━━━━━ Registros ━━━━━

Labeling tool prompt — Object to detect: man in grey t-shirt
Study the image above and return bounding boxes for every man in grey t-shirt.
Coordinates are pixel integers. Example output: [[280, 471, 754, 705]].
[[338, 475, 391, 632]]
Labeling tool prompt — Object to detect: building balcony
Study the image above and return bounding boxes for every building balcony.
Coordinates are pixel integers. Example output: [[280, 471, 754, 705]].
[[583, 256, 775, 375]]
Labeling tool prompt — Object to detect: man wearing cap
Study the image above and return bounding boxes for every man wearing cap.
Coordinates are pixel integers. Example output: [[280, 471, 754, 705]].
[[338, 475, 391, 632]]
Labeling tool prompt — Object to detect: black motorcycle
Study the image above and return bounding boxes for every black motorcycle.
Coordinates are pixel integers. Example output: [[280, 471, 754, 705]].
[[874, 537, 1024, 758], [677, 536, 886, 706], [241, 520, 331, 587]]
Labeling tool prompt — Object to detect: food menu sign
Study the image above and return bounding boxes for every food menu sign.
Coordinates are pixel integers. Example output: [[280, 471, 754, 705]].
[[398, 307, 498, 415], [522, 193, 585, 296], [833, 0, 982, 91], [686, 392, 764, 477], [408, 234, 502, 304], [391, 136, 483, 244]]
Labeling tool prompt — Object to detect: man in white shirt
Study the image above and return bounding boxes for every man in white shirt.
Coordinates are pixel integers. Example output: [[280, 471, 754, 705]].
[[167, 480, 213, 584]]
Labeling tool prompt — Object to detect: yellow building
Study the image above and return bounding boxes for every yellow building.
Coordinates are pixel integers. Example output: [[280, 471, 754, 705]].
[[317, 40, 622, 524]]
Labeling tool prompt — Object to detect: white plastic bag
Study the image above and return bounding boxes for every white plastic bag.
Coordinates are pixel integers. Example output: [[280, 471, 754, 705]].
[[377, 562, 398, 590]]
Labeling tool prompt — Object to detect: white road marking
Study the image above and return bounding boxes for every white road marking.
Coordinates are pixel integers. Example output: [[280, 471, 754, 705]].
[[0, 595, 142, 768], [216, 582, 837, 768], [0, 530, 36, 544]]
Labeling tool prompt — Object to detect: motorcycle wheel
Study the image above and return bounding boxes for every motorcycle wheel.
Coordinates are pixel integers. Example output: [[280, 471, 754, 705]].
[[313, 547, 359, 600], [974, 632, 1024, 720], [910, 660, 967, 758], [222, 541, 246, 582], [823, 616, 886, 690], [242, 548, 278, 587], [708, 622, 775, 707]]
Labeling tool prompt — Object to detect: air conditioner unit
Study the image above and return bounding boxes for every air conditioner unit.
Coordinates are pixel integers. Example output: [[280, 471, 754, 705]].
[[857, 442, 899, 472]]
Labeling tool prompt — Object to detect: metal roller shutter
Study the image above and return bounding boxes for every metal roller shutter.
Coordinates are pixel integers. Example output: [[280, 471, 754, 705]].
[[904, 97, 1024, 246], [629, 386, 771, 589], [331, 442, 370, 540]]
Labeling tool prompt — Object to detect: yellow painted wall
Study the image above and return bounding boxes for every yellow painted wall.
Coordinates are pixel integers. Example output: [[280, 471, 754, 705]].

━━━━━

Reproduce sin cambios las líneas de los registros de arriba: empieza en la que contiene "Labeling tool prompt — Object to detect: man in white" y termina en la que contiene "[[167, 480, 213, 584]]", ambas incluidas.

* [Solución]
Labeling tool prompt — Object to detect: man in white shirt
Study the image above and return bounding boxes for every man in white shirt.
Coordinates are pixel integers. Example output: [[280, 471, 754, 705]].
[[167, 480, 213, 584]]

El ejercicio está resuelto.